▸ **The problem**
Write each line exactly as it stands, from the line containing "the ocean water." through the end of the data.

▸ **Task material**
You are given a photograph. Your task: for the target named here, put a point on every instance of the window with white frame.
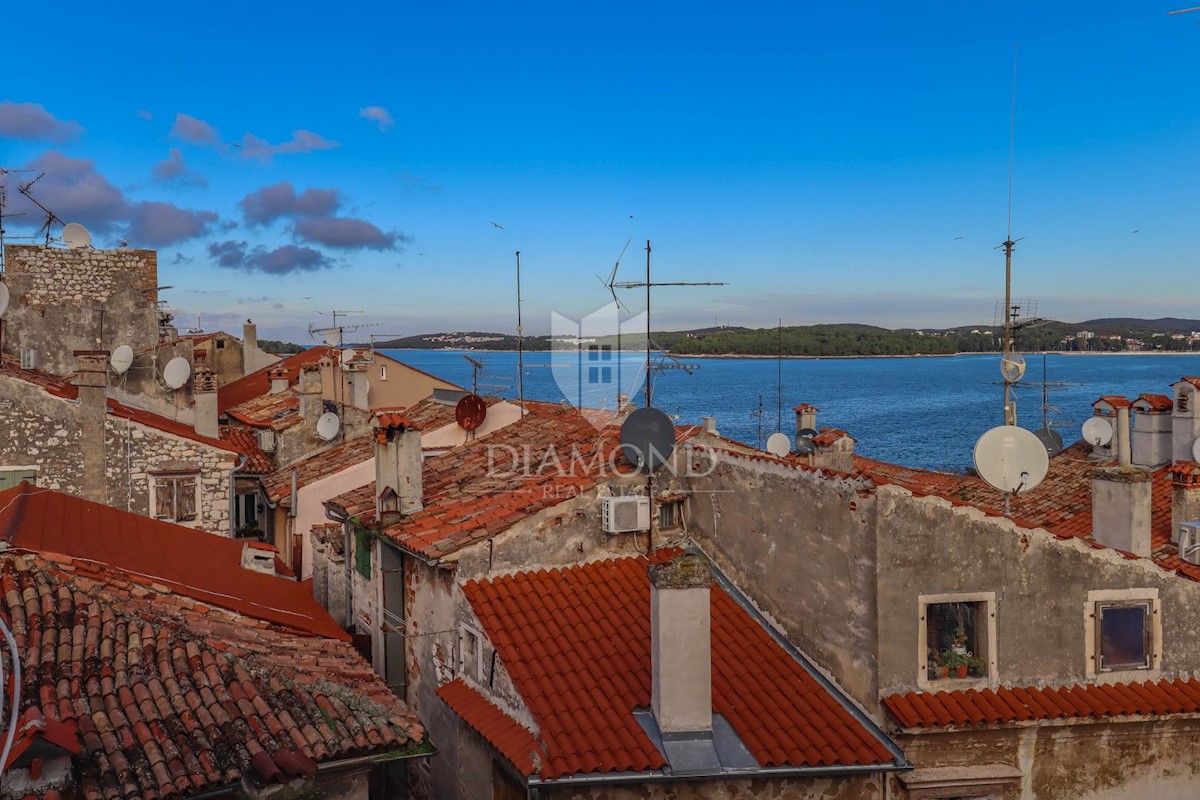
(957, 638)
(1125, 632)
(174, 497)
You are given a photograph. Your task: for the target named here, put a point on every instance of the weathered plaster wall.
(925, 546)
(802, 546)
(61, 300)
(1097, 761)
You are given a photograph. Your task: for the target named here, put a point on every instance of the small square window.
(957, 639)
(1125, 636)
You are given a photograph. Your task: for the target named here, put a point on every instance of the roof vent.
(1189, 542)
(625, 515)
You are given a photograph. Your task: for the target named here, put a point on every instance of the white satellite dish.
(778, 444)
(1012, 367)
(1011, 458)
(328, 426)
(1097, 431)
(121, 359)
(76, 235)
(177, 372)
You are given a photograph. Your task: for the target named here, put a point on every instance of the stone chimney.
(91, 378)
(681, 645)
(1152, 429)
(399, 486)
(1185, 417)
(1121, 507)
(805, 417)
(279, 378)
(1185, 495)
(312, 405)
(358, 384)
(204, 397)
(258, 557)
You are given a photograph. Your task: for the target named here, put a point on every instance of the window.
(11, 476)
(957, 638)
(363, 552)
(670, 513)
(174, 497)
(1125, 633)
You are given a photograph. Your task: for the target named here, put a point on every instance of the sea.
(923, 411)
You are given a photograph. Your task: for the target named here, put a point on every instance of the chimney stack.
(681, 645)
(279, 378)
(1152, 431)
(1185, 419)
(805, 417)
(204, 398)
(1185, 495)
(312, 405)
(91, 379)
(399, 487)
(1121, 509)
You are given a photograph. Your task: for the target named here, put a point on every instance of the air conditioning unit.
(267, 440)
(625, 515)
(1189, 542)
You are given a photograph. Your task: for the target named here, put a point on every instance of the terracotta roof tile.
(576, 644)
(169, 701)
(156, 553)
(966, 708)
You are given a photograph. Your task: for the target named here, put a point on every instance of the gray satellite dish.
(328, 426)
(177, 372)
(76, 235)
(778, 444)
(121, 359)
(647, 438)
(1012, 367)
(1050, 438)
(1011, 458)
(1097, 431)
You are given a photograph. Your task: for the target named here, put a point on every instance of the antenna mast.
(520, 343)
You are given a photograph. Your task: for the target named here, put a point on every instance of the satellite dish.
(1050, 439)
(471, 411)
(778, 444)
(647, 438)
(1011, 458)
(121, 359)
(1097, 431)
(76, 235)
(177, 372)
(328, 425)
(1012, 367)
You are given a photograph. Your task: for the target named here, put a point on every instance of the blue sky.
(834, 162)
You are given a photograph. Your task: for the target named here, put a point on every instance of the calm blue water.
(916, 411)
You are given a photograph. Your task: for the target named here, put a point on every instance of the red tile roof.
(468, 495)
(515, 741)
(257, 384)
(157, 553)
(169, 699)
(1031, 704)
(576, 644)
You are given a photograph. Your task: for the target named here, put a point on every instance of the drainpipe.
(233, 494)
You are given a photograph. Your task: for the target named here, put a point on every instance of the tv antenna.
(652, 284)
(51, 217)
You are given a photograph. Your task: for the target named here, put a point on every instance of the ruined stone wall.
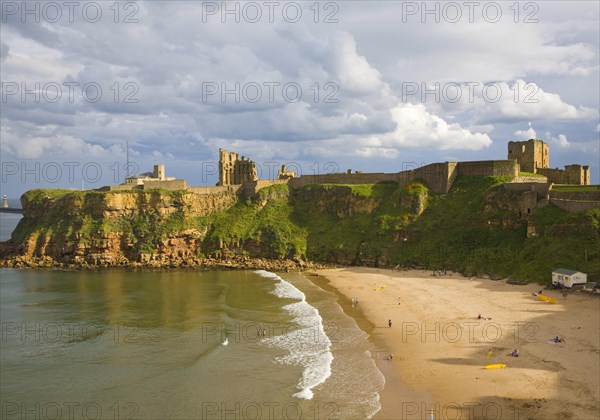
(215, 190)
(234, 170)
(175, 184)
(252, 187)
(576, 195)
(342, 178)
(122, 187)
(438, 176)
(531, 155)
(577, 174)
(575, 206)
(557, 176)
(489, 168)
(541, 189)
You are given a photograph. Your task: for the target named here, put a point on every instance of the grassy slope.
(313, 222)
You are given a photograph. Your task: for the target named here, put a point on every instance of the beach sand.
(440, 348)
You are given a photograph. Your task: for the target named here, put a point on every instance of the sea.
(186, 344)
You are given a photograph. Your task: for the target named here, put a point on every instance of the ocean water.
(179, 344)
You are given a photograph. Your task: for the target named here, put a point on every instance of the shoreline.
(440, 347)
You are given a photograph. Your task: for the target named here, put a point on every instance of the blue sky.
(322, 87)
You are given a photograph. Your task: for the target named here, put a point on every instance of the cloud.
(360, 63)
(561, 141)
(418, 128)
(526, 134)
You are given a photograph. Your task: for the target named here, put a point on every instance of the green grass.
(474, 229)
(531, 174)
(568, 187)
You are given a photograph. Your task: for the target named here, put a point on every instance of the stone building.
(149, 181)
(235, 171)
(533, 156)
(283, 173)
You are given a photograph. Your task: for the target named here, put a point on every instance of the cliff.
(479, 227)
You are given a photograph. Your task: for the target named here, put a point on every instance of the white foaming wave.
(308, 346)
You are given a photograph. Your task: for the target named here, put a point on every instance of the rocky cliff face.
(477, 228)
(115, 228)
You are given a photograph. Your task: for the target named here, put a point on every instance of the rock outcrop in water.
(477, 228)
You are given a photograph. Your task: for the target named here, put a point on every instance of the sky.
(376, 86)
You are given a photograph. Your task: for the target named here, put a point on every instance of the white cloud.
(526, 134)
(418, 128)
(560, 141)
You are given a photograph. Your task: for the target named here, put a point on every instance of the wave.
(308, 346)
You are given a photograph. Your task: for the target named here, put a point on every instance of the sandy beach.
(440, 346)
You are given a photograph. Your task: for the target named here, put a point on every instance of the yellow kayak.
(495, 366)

▸ **Answer below**
You are given a photograph. Your task: for the target named here, put a point on every instance of the ocean water.
(179, 344)
You are given a photograph. Your task: for the target named here, put a point on every instance of the shoreline.
(440, 347)
You are given a photograph. Your task: for the target named here, put a point on every instance of the blue sky.
(322, 87)
You are given a photograph. Your task: for the target named here, put a point on every instance of the cloud.
(360, 63)
(561, 141)
(418, 128)
(526, 134)
You are given a photograph. Your task: for the target named here, put a point on every instance of the green grass.
(474, 229)
(531, 174)
(568, 187)
You are given a photograph. Your task: for the target named here, put a point on every instance of the stone building.
(149, 181)
(235, 171)
(533, 156)
(283, 173)
You are given a photograph. Your task: for the target named here, put a point on every instance of the cliff.
(479, 227)
You are given a photograph. Your task: for the target named here, put a point on every instance of the white foaming wave.
(308, 346)
You are given a photograph. Your task: for the target named here, put a point on every instance of the rocky cliff face.
(477, 228)
(115, 228)
You are given a photograph. Your task: for the target named here, put a point on every instance of the rock outcrop in water.
(477, 228)
You are given a photograph. Your task: for the target named here, put a point on every instance of the sky.
(376, 86)
You are given a photograph. Your task: for the target named here, put a point on every instance of the white cloud.
(526, 134)
(418, 128)
(560, 141)
You are given a photograph. Your task: for the target named here, put a point on every instance of the wave.
(308, 346)
You are given a photograph. Your task: for the target named here, put a point on every instance of the sandy beach.
(440, 346)
You are given a photograph. Your task: for the target named here, put a point on every instance of the yellow kayak.
(495, 366)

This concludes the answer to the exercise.